Reproduce each of the following rows verbatim, with nothing changed.

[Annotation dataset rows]
★ ★ ★ ★

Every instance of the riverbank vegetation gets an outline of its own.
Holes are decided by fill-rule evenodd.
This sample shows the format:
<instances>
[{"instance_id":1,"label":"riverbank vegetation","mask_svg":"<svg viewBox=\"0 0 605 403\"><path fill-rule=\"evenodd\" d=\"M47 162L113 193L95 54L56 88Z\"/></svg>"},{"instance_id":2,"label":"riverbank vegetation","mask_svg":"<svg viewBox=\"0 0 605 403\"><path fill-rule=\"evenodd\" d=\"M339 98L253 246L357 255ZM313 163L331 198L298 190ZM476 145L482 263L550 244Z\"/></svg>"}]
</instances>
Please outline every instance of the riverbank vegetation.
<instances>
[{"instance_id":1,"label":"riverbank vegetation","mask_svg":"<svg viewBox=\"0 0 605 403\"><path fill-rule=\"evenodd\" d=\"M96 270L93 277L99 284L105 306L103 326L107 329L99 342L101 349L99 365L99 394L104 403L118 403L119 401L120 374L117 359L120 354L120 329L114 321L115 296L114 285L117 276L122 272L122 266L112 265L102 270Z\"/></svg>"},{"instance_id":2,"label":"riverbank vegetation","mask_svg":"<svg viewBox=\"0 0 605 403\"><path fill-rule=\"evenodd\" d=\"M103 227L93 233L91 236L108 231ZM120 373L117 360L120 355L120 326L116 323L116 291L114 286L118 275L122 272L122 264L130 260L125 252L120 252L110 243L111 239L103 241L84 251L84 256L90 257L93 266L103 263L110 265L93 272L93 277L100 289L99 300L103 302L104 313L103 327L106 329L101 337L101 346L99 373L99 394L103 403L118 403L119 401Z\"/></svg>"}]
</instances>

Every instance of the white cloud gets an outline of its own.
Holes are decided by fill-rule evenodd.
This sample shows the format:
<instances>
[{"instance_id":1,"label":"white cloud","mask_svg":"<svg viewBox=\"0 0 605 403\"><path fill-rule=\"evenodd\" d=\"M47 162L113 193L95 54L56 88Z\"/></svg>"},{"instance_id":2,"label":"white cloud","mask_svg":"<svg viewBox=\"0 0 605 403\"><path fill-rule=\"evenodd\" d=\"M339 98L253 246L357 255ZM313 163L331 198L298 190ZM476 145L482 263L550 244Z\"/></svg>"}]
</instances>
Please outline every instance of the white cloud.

★ ★ ★ ★

■ ANSWER BELOW ■
Every instance of the riverbank vegetation gets an outline of its own.
Holes are decided by fill-rule evenodd.
This sample shows the format:
<instances>
[{"instance_id":1,"label":"riverbank vegetation","mask_svg":"<svg viewBox=\"0 0 605 403\"><path fill-rule=\"evenodd\" d=\"M47 162L113 193L95 54L56 88Z\"/></svg>"},{"instance_id":2,"label":"riverbank vegetation","mask_svg":"<svg viewBox=\"0 0 605 403\"><path fill-rule=\"evenodd\" d=\"M339 98L253 246L357 255ZM313 163L331 198L298 190ZM476 145L482 263L550 244Z\"/></svg>"}]
</instances>
Please outline every instance of the riverbank vegetation.
<instances>
[{"instance_id":1,"label":"riverbank vegetation","mask_svg":"<svg viewBox=\"0 0 605 403\"><path fill-rule=\"evenodd\" d=\"M96 270L93 277L99 284L105 306L103 326L107 329L99 342L101 349L99 365L99 394L104 403L118 403L119 401L120 374L117 359L120 354L120 329L114 321L115 296L114 285L117 276L122 272L122 266L112 265L102 270Z\"/></svg>"},{"instance_id":2,"label":"riverbank vegetation","mask_svg":"<svg viewBox=\"0 0 605 403\"><path fill-rule=\"evenodd\" d=\"M103 227L93 233L91 236L108 231ZM120 373L117 360L120 355L120 326L116 323L116 291L114 286L118 275L122 272L122 264L130 260L125 252L120 252L110 243L111 239L103 241L84 251L84 256L90 257L93 266L103 263L110 265L93 272L93 277L100 289L99 300L103 302L104 313L103 327L106 329L101 337L101 346L99 373L99 394L103 403L118 403L119 401Z\"/></svg>"}]
</instances>

Every instance of the white cloud gets an outline of its own.
Holes are decided by fill-rule evenodd.
This sample shows the format:
<instances>
[{"instance_id":1,"label":"white cloud","mask_svg":"<svg viewBox=\"0 0 605 403\"><path fill-rule=\"evenodd\" d=\"M47 162L113 193L95 54L56 88Z\"/></svg>"},{"instance_id":2,"label":"white cloud","mask_svg":"<svg viewBox=\"0 0 605 403\"><path fill-rule=\"evenodd\" d=\"M339 98L253 246L357 255ZM313 163L331 198L298 190ZM476 145L482 263L550 244Z\"/></svg>"}]
</instances>
Please outline every instance of the white cloud.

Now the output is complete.